- [DIRECTIVE]:
Convert each line of the items below into a JSON list of strings, with one string per line and blank lines omitted.

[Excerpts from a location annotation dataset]

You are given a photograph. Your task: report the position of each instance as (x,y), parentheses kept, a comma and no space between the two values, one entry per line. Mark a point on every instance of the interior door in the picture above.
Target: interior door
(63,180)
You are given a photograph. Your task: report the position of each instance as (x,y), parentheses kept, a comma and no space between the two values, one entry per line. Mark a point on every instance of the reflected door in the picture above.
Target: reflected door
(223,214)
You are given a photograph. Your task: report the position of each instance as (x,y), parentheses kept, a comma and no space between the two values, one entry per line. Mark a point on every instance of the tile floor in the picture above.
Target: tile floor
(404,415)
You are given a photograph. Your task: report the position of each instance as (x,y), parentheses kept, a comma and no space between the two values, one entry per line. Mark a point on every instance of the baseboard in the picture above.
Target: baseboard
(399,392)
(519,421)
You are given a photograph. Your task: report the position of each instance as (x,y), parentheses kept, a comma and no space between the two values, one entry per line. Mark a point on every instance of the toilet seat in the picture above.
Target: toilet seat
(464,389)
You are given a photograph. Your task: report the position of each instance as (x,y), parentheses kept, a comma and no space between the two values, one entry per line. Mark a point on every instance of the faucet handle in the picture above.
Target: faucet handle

- [ANSWER FOR THIS EXERCISE]:
[
  "You are given a photograph. Your task: report the position of each instance as (x,y), parentheses kept, a comma and no space between the two values, one entry per line. Mark a point on every instance of the interior door in the picture above.",
  "Target: interior door",
  "(63,180)",
  "You are given a photograph. Your task: report the position of each instance as (x,y), parentheses kept, a comma and no space between the two values, one entry per line. Mark a point on every instance of the reflected door in the picture above.",
  "Target: reflected door",
  "(223,214)",
  "You are given a photograph. Your task: report the position of each instance as (x,y), parentheses kept, a comma and no space between the two values, one entry per line. Mark a point on every instance of the tile floor in the picture above.",
  "Target: tile floor",
  "(404,415)",
  "You are given a photograph. Your task: report the position of each instance as (x,y), parentheses kept, a comma and no space between the two values, one entry per line. Mark a point on every instance of the baseboard in the picture above.",
  "Target: baseboard",
  "(399,392)",
  "(519,421)",
  "You are given a photograph. Your task: report the position of each instance as (x,y), parentheses kept, a comma and no space between the two values, one entry per line. Mark a point on every instance of the toilet seat in the picture above.",
  "Target: toilet seat",
  "(464,389)",
  "You are given a photograph. Your task: report the position of each instance as (x,y), parentheses kept, a comma and no space between the two values, one entry per line. Mark a point on every instance of the faucet handle in the picture above.",
  "Target: faucet handle"
]